══ PROVIDED PASSAGE

Flash forward to the present day, where three young college friends are traveling to Romania to study...stuff.  Lo and behold, one of the first people they meet is Stefan, and we get the opening bouts of romantic tension between Michelle (Laura Tate), the leader of the students, and Stefan the leader of wooden actors.  Unfortunately, this guy is kind of the weak point of the flick, as he has about as much raw naked charisma as my left pinky finger.  Fortunately, Tate is pretty good, although she was recast as the series wore on.  More on that later.

Anyway, time for this King Arthur-esque plot to truly get rolling.  See, there is this ancient artifact called the Bloodstone that Radu is after that holds the key to conquering the entire cosmos, or something.  In order to gain control of it, he kills his father (presumably not before said father chastised his murderous son by yelling "BOYYYYYYYYYYY!"), and then makes it his mission to make Stefan's life miserable.  As the college kids thumb around the Romanian countryside, Radu manages to turn two of them into vampires while Michelle becomes the focal point of the story.  There's a broad sweeping romance between Stefan and Michelle, an epic climax, and a truly awesome side character in the vampire hunter Karl played by Ivan J. Rado who gives us the amazing gift of SHOTGUN SHELLS FILLED WITH ROSARY BEADS.  That was some creative thinking, right there, and I award 10 cool points to the screenwriter who came up with it.

════
══ RECORDS

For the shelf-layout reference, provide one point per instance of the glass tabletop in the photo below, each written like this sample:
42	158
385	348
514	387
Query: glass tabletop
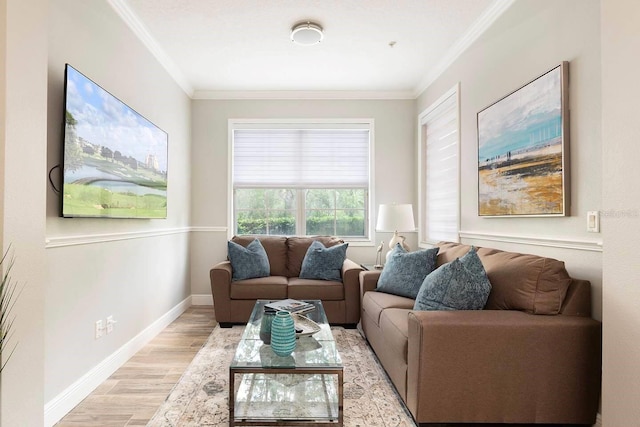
317	351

════

* **TASK DETAILS**
Reproduce the film review word for word between "Flash forward to" and "on that later.", inclusive. The stored lines are separate material, unconnected to the film review.

* **RESPONSE AREA**
Flash forward to the present day, where three young college friends are traveling to Romania to study...stuff.  Lo and behold, one of the first people they meet is Stefan, and we get the opening bouts of romantic tension between Michelle (Laura Tate), the leader of the students, and Stefan the leader of wooden actors.  Unfortunately, this guy is kind of the weak point of the flick, as he has about as much raw naked charisma as my left pinky finger.  Fortunately, Tate is pretty good, although she was recast as the series wore on.  More on that later.